--- Provided entries Enclosed Below ---

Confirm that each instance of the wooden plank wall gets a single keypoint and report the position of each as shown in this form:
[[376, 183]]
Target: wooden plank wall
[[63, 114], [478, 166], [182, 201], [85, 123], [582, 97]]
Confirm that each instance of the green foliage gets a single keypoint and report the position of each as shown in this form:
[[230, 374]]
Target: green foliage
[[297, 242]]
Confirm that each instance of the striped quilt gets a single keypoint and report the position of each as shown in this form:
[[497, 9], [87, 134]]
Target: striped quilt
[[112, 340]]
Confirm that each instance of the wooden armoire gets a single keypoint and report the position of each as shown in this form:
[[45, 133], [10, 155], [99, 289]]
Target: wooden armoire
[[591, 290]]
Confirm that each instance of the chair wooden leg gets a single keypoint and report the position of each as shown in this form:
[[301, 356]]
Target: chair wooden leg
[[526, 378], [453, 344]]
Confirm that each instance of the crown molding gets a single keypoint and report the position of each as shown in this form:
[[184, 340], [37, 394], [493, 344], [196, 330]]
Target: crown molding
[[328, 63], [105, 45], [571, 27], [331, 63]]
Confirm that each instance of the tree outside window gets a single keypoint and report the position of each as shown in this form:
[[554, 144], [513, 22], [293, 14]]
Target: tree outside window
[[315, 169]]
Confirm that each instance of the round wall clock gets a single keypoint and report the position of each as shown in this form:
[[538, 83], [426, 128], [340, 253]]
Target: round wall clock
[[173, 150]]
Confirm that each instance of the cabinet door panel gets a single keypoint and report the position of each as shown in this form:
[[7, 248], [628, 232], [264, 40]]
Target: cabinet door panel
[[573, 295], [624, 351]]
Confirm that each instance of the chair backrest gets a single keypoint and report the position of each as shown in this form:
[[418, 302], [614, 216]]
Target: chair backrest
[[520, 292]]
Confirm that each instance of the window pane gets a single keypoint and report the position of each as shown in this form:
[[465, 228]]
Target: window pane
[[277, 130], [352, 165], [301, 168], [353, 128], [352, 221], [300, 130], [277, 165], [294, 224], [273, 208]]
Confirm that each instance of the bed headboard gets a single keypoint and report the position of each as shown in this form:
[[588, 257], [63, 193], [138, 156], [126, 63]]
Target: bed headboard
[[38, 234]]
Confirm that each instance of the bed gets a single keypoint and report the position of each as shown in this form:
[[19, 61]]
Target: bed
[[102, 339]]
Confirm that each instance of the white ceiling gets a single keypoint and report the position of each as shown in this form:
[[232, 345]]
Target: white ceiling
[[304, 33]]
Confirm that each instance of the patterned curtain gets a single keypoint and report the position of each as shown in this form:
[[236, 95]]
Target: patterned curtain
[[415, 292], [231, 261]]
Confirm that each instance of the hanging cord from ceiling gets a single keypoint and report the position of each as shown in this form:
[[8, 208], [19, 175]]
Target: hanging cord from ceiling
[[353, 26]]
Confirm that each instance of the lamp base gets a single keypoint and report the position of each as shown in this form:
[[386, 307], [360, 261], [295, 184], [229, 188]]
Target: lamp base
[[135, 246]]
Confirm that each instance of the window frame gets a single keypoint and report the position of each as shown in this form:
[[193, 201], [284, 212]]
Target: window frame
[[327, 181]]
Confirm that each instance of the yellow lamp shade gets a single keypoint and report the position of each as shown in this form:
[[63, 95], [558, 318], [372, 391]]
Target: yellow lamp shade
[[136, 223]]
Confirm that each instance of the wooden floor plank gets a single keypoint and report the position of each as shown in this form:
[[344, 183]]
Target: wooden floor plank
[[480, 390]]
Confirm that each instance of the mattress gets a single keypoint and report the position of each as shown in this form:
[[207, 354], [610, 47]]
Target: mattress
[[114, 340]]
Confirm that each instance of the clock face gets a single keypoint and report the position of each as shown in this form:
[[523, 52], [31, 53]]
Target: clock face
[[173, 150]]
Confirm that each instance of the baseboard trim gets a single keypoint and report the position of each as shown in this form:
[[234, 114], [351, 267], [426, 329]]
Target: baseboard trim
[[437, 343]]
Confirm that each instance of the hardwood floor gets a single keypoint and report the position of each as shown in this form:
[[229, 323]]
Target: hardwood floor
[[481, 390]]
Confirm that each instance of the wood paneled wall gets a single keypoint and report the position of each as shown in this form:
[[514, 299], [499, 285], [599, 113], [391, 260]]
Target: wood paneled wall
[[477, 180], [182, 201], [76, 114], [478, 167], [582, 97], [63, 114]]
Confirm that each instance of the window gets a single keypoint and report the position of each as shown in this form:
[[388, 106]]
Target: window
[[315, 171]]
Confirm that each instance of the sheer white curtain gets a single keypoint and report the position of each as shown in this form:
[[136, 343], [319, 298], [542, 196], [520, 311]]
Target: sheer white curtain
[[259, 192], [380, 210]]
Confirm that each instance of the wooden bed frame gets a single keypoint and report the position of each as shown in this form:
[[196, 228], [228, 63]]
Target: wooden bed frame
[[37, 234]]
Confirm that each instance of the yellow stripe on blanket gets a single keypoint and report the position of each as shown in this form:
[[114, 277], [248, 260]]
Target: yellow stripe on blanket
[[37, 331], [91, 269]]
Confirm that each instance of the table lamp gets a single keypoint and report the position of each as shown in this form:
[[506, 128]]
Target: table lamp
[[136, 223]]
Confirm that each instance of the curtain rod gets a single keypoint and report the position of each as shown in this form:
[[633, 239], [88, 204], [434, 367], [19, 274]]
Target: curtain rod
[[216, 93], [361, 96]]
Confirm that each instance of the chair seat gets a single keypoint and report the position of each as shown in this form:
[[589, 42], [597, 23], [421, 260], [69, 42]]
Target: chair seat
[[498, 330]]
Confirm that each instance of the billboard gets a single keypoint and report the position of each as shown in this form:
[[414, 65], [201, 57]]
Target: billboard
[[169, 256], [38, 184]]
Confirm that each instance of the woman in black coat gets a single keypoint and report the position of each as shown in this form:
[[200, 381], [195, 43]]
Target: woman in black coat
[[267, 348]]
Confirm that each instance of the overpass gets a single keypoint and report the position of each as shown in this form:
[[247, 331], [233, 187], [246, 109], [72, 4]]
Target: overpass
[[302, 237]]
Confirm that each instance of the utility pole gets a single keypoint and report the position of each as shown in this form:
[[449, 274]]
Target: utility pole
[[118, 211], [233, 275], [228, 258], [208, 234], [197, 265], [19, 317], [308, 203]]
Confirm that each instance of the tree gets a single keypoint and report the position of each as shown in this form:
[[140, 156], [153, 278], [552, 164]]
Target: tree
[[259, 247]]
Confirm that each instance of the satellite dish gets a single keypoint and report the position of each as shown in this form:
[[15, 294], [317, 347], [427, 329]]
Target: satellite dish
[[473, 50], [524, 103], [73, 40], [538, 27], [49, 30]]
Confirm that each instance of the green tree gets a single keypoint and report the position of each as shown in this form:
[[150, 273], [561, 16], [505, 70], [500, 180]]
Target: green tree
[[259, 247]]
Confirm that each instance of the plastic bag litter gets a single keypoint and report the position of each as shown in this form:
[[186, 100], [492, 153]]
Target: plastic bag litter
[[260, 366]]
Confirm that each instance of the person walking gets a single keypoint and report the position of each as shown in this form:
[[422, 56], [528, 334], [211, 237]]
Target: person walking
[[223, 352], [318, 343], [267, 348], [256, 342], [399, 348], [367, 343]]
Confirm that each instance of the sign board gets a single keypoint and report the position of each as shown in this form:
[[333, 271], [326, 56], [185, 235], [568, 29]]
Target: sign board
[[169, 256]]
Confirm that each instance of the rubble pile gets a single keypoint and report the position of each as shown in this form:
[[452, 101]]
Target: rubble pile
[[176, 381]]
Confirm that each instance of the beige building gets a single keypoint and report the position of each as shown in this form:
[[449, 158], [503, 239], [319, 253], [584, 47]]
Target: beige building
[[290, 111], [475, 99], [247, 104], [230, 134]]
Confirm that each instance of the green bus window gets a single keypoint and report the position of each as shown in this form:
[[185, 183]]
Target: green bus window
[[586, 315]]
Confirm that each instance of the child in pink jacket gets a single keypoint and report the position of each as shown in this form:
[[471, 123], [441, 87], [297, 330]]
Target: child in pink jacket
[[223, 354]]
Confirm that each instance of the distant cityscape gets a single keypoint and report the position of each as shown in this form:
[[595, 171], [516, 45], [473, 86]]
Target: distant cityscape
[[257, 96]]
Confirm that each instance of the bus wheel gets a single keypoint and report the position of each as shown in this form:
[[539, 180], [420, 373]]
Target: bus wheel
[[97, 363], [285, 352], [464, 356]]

--- End of Enclosed Provided entries ---
--- Provided entries Enclosed Below ---

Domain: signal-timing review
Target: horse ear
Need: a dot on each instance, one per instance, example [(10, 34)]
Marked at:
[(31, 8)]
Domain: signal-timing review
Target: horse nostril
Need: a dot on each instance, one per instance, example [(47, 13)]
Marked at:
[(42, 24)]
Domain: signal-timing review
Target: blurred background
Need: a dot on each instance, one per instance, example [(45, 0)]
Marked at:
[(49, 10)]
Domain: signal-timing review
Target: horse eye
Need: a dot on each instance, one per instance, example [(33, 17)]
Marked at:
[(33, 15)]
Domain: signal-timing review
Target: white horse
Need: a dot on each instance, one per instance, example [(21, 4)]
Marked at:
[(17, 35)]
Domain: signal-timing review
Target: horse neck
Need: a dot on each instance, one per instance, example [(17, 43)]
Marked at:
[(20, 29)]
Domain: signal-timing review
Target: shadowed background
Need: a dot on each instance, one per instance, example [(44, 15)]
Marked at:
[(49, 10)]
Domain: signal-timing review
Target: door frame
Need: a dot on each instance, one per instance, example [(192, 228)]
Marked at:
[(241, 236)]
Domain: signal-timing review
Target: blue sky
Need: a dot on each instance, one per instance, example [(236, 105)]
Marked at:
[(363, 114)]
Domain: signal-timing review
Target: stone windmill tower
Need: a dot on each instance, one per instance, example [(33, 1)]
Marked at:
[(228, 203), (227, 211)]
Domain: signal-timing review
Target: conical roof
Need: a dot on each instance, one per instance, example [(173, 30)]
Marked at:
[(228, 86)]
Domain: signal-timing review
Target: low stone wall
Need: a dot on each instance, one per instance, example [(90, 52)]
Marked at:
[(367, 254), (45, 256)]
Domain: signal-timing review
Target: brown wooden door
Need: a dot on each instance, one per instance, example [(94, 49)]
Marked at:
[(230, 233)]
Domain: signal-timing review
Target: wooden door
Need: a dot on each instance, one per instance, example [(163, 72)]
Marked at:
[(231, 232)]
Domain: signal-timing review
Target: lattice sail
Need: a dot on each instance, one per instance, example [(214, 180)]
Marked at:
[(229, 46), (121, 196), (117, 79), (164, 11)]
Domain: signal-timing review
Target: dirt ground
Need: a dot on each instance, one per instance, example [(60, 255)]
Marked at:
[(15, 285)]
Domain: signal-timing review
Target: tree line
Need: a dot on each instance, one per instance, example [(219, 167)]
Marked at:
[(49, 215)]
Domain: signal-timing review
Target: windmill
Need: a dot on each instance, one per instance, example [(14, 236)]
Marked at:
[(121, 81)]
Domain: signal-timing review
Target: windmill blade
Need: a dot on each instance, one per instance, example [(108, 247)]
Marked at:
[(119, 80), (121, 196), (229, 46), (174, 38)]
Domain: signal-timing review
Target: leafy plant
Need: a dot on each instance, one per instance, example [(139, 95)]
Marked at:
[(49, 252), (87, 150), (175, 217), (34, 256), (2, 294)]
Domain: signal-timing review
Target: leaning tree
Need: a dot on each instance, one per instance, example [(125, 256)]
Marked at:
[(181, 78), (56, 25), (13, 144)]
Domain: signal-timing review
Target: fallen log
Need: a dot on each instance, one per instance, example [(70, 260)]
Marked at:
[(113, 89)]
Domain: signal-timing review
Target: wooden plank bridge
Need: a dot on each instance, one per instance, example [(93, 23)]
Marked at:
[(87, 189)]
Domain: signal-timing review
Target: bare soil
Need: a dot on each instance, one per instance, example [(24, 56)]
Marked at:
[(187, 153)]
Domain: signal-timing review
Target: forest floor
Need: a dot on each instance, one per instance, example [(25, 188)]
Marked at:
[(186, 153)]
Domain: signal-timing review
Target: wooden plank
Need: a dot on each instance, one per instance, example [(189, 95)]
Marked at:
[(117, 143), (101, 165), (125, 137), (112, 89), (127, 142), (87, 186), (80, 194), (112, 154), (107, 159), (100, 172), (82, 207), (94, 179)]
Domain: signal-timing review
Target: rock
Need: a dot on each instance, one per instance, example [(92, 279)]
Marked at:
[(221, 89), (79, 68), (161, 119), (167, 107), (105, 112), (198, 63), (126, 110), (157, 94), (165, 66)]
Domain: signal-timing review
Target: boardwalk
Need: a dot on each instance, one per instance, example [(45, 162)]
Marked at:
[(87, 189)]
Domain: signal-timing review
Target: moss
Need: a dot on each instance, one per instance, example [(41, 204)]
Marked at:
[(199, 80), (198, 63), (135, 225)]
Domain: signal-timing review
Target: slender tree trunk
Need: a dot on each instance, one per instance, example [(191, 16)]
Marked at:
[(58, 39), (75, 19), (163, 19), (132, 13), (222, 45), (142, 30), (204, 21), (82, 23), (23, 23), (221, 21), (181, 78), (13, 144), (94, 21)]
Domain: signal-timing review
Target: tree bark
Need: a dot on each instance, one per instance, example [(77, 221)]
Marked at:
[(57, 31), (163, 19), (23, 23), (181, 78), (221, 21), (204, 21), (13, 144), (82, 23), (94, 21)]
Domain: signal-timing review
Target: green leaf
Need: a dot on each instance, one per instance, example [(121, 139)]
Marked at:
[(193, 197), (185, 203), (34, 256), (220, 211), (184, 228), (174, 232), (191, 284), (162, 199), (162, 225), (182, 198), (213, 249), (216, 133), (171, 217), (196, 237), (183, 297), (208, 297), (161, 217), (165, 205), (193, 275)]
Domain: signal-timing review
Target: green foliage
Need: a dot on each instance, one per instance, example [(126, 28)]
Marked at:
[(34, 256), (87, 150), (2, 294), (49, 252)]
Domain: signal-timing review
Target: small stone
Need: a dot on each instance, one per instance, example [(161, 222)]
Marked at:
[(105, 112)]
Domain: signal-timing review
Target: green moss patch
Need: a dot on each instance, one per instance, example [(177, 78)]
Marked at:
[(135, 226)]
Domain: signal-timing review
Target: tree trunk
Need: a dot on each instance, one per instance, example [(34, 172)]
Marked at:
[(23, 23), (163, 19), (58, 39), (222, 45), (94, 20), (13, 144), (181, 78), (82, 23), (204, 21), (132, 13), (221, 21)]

--- End of Enclosed Provided entries ---

### What is expected:
Look above for the line holding "Target: rock", then set down exactly that line and every line after it up to and including the line holding "Target: small stone", with nothing else.

### Response to the task:
Target: rock
Need: a dot on each instance, one per instance, example [(92, 279)]
Marked at:
[(221, 89), (79, 68), (161, 119), (167, 107), (105, 112), (198, 63), (126, 110), (157, 94), (165, 66)]
Domain: signal-timing review
Target: boardwalk
Need: a dot on each instance, one per instance, example [(45, 162)]
Marked at:
[(87, 189)]
Domain: signal-timing review
Target: moss
Need: a dot on each instance, one per instance, example [(41, 204)]
Marked at:
[(199, 80), (198, 63), (135, 225)]
Domain: signal-timing review
Target: slender tree trunk
Need: a dot on each instance, one per instance, example [(191, 16)]
Marked at:
[(58, 39), (75, 19), (163, 19), (132, 13), (222, 45), (142, 30), (204, 21), (82, 23), (23, 23), (221, 21), (181, 78), (13, 144), (94, 21)]
Domain: signal-timing review
Target: tree bark
Need: a dot on each instance, one per instance, example [(77, 221)]
Marked at:
[(57, 31), (163, 19), (23, 23), (181, 78), (221, 21), (204, 21), (13, 144), (82, 23), (94, 21)]
Domain: signal-timing review
Target: green leaf
Need: a dot on each instance, one per instance, example [(121, 139)]
Marked at:
[(193, 197), (185, 203), (34, 256), (220, 211), (184, 228), (174, 232), (191, 284), (162, 199), (162, 225), (182, 198), (213, 249), (216, 133), (171, 217), (196, 237), (183, 297), (208, 297), (161, 217), (165, 205), (193, 275)]
Domain: signal-timing review
Target: green foliage
Need: a dot on each instance, one per instance, example [(126, 28)]
Marked at:
[(34, 256), (87, 150), (2, 294), (49, 252)]
Domain: signal-timing review
Target: small stone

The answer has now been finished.